A Large Angry SCM wrote:
Andreas Ericsson wrote:
Junio C Hamano wrote:
Andreas Ericsson <ae@xxxxxx> writes:
With the git or git+ssh protocol, tags will be autofollowed
when you do a pull (only signed tags, I think). The
auto-following is done by detecting tags that are fetched,
Ah, you are correct. We do not follow lightweight tags; I am
not sure if we should.
I'm fairly sure we shouldn't. The default update-hook prevents them
(if enabled), and I can't for the life of me think of why anyone would
want to distribute such tags.
OTOH, preventing unannotated tags from being pushed seems like a
better way than to not have the ability to auto-follow those same
tags. After all, it's better to discourage than to disallow.
Before you do this, please explain why unannotated tags are not useful,
and so should not be allowed to be pushed.
Imagine Linus, getting his "please pull" emails and doing so only to
find dozens of temporary tags fetched by the pull. Junio's patch (if I
read it correctly) unconditionally fetches *ALL* tags reachable from the
top of the commit-chain, which means there is no longer any way to keep
temporary tags in a repo from which someone else will pull.
I for one riddle my repos with temporary tags whenever I'm trying
something I'm not so sure of, or find an interesting bug or a design
decision I'm not 100% sure of. Perhaps I should rather do this with
branches, but imo branches are for doing work, whereas tags just mark a
spot in the development so I easily can find them with gitk or some such.

* DATA SEGMENT *
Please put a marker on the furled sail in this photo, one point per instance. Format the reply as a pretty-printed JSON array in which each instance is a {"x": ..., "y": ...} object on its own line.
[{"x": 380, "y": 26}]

* EXERCISE TASK A *
In the email thread about git tags, update the passage starting with "OTOH, preventing unannotated" and going on through "else will pull.", putting "throwaway tags" wherever "temporary tags" appears.
* EXERCISE TASK B *
Take the email thread about git tags further, picking up right after its final sentence.

* EXERCISE ANSWER A *
OTOH, preventing unannotated tags from being pushed seems like a
better way than to not have the ability to auto-follow those same
tags. After all, it's better to discourage than to disallow.
Before you do this, please explain why unannotated tags are not useful,
and so should not be allowed to be pushed.
Imagine Linus, getting his "please pull" emails and doing so only to
find dozens of throwaway tags fetched by the pull. Junio's patch (if I
read it correctly) unconditionally fetches *ALL* tags reachable from the
top of the commit-chain, which means there is no longer any way to keep
throwaway tags in a repo from which someone else will pull.

* EXERCISE ANSWER B *
I may be biased by the way we do things at work. In our workflow, all
tags meant to be distributed have a short note in them which explains
the rationale of the tag. For example, new versions have a very brief
changelog that sales-people get on email (a blessing, that, since we
devs no longer have to update feature-lists and such).
Tags not meant to be distributed are unannotated, and unannotated tags
are kept out of published repos which are always stored at a central
server. Everybody synchronize to those central repos, so nobody pulls
from each other. Perhaps this is how the kernel devs work too, but if it
ever changes the update hook will no longer be able to safeguard from it
and the, in my eyes, temporary tags will be distributed in a
criss-crossing mesh so no-one will ever know where it came from or who
created it or why. I.e. a Bad Thing.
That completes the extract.